• _EXERCISE DETAILS_:
Set out the data below as a numbered list, one line per entry, with blank lines dropped and the pictures left out.
▬▬▬▬▬▬▬▬▬▬
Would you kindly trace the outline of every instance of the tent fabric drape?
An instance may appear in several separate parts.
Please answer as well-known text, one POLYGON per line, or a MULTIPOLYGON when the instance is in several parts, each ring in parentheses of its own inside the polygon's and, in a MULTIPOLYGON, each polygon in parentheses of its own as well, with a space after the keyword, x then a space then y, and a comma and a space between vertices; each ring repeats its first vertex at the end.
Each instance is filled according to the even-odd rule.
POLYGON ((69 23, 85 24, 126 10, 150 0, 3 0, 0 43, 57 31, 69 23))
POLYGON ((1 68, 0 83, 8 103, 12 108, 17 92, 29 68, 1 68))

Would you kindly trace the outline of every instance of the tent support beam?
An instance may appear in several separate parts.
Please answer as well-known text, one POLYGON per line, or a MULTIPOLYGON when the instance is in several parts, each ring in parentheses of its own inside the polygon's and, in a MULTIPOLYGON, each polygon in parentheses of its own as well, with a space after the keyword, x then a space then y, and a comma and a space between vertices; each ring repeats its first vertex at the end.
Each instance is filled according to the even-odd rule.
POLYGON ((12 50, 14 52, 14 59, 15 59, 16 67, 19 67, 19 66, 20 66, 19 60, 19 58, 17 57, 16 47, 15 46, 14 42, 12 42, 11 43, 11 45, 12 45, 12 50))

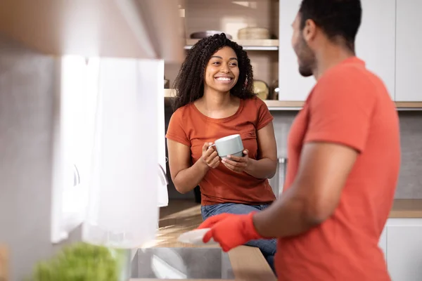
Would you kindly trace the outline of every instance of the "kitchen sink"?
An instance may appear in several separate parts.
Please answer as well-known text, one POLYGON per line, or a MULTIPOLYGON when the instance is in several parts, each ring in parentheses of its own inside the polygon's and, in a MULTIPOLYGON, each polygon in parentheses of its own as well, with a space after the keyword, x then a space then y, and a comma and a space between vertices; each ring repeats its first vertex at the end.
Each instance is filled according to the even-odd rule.
POLYGON ((234 279, 227 253, 220 248, 139 249, 132 278, 234 279))

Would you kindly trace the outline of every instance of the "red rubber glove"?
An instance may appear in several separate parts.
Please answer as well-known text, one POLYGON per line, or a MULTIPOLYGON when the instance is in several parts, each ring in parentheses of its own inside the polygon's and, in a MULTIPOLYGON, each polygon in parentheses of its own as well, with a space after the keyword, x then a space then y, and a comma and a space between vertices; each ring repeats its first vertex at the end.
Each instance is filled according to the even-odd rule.
POLYGON ((255 213, 247 215, 222 214, 208 218, 198 228, 211 228, 205 233, 203 241, 207 243, 213 238, 224 251, 229 251, 248 241, 262 238, 253 225, 255 213))

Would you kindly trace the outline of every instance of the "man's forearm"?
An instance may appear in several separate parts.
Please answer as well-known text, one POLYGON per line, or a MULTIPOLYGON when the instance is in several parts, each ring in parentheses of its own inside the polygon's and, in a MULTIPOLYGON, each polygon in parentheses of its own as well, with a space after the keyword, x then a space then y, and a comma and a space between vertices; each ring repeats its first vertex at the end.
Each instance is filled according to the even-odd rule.
POLYGON ((257 232, 264 237, 295 236, 307 232, 321 222, 309 214, 305 197, 293 189, 262 211, 253 216, 257 232))
POLYGON ((249 159, 245 172, 257 178, 269 178, 274 176, 276 169, 276 160, 271 160, 269 158, 262 158, 259 160, 249 159))

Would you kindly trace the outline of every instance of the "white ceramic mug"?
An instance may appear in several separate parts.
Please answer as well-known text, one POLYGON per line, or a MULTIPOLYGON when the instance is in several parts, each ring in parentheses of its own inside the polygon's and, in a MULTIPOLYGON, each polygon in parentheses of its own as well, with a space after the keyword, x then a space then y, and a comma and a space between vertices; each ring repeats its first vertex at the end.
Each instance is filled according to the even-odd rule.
▬▬▬▬▬▬▬▬▬▬
• _SOLUTION_:
1. Would you kindly trace the outline of every instance of the tent fabric drape?
2. An instance may appear in several separate parts.
3. Please answer as well-known text, one POLYGON per line, or a MULTIPOLYGON when the instance is in several parts, each ring in parentheses of its own inside the polygon's and, in a MULTIPOLYGON, each polygon in parentheses of its own as well, with a space after the keyword, x then a space then y, and a comma and a space between vertices; each ring repeats its first vertex at the end.
4. Each instance is filled according to the even-odd rule.
5. POLYGON ((69 23, 85 24, 126 10, 150 0, 3 0, 0 43, 57 31, 69 23))
6. POLYGON ((1 68, 0 83, 8 103, 12 108, 17 92, 29 68, 1 68))
7. Would you kindly trace the outline of every instance of the tent support beam?
8. An instance may appear in several separate parts.
9. Please answer as well-known text, one POLYGON per line, or a MULTIPOLYGON when the instance is in several parts, each ring in parentheses of its own inside the polygon's and, in a MULTIPOLYGON, each polygon in parentheses of its own as well, with a space after the keyword, x then a space then y, and a comma and a space between vertices; each ring repeats its first vertex at the end.
10. Each instance is filled according to the even-odd rule.
11. POLYGON ((12 50, 14 52, 14 59, 15 59, 16 67, 19 67, 19 66, 20 66, 19 60, 19 58, 17 57, 16 47, 15 46, 14 42, 12 42, 11 43, 11 45, 12 45, 12 50))
12. Would you kindly trace the outline of every instance of the "kitchen sink"?
13. An instance may appear in several separate parts.
14. Please answer as well-known text, one POLYGON per line, or a MULTIPOLYGON when the instance is in several parts, each ring in parentheses of its own inside the polygon's and, in a MULTIPOLYGON, each polygon in parentheses of its own as well, with a space after the keyword, x then a space then y, and a comma and a space between vertices; each ring repeats its first vertex at the end.
15. Each instance is filled according to the even-odd rule.
16. POLYGON ((234 279, 227 253, 220 248, 139 249, 132 278, 234 279))
17. Would you kindly trace the outline of every instance of the "red rubber glove"?
18. An instance may appear in several separate parts.
19. Please answer as well-known text, one POLYGON per line, or a MULTIPOLYGON when the instance is in several parts, each ring in parentheses of its own inside the polygon's and, in a MULTIPOLYGON, each polygon in parentheses of its own as well, with a space after the keyword, x then a space then y, and a comma and a space between vertices; each ring repeats its first vertex at the end.
20. Each instance is filled according to the even-odd rule.
21. POLYGON ((255 213, 247 215, 222 214, 208 218, 198 228, 211 228, 205 233, 203 241, 207 243, 213 238, 224 251, 229 251, 248 241, 262 238, 253 225, 255 213))
22. Would you kindly trace the outline of every instance of the "man's forearm"?
23. An instance may appear in several separate parts.
24. Please answer as well-known text, one POLYGON per line, or a MULTIPOLYGON when the instance is in several parts, each ring in parentheses of its own inside the polygon's and, in a MULTIPOLYGON, each polygon in parentheses of its own as well, with a space after the keyword, x then a space then y, and a comma and a space between vertices; each ring repeats its first vertex at the end.
25. Each instance is filled according to the even-odd rule.
26. POLYGON ((257 232, 264 237, 295 236, 307 232, 321 222, 309 214, 305 197, 293 189, 262 211, 253 216, 257 232))
27. POLYGON ((249 159, 245 172, 257 178, 269 178, 274 176, 276 169, 276 160, 271 160, 269 158, 262 158, 259 160, 249 159))
28. Would you kindly trace the outline of every instance of the "white ceramic mug"?
29. An instance may appear in several separate parts.
30. Please answer as well-known text, one POLYGON per line, or a MULTIPOLYGON when the instance is in several parts, each ring in parentheses of its own inside the polygon's and, in a MULTIPOLYGON, each polygon in parentheses of its own as well, with a space after the keyword, x then a space then y, and a comma and a space between vertices; each ring repeats its first vertex at the end.
31. Each instance is filled according to the even-odd rule.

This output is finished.